What is asked
Lay out everything from the start of the listing down to the line that contains "Give the mask" as a numbered list, leaving out any blank lines.

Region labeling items
==*==

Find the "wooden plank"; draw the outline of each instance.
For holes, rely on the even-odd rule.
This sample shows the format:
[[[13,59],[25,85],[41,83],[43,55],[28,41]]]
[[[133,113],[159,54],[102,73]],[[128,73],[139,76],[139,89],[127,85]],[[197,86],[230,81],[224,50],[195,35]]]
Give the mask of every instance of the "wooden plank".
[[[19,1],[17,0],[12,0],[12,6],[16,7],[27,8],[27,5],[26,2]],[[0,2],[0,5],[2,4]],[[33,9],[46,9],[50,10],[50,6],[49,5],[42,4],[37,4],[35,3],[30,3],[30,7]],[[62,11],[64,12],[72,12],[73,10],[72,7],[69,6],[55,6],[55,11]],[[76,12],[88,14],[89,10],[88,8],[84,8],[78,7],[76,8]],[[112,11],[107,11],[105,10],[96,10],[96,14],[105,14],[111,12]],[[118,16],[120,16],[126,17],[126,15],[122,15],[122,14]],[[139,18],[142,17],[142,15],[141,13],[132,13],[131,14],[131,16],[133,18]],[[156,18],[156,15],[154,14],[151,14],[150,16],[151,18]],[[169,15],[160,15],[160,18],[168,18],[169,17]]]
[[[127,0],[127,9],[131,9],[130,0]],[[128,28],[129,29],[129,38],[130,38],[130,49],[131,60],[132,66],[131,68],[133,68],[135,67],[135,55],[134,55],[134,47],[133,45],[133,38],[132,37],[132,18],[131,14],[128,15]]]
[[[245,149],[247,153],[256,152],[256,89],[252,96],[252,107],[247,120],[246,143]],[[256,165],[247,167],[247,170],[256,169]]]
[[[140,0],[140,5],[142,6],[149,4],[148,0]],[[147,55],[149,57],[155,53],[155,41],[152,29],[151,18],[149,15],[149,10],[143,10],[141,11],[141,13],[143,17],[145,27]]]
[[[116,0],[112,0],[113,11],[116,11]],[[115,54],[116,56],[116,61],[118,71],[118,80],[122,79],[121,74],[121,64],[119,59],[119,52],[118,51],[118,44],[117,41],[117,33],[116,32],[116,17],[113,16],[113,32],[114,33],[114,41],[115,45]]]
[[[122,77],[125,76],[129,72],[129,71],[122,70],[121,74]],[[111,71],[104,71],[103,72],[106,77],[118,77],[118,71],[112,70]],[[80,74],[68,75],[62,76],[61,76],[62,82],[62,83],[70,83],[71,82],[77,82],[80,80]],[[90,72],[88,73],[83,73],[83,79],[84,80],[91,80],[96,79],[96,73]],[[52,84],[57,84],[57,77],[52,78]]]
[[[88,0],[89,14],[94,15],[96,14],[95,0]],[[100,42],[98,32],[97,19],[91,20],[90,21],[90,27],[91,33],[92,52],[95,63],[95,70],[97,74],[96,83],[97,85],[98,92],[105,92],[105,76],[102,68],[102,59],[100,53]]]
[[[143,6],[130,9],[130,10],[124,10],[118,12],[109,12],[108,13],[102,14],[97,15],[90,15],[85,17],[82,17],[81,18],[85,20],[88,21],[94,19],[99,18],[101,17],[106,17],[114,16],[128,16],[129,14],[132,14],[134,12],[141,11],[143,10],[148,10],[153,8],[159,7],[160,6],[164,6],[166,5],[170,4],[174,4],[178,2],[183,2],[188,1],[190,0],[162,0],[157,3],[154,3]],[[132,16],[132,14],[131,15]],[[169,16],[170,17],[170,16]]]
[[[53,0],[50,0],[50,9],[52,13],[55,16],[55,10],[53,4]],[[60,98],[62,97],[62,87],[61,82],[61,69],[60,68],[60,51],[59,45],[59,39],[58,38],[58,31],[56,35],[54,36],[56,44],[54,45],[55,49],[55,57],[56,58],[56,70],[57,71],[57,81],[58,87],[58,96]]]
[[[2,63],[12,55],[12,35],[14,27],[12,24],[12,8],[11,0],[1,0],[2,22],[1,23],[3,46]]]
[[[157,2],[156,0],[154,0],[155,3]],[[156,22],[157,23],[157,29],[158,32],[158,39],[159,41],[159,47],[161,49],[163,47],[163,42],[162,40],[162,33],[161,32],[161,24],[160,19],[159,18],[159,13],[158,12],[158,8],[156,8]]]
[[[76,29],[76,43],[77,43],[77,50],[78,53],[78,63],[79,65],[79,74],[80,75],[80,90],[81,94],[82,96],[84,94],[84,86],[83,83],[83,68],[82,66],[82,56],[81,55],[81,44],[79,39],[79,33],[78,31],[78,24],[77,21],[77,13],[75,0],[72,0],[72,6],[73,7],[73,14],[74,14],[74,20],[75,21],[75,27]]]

==*==

Task response
1. Find the "wooden plank"; draw the outline of each instance.
2. For holes, rely on the even-odd rule.
3. This sample shows the format:
4. [[[13,59],[25,85],[41,83],[43,55],[28,41]]]
5. [[[133,113],[159,54],[102,73]],[[128,73],[139,76],[139,89],[127,85]],[[197,86],[230,81],[224,50],[195,35]]]
6. Give the mask of every instance of the "wooden plank".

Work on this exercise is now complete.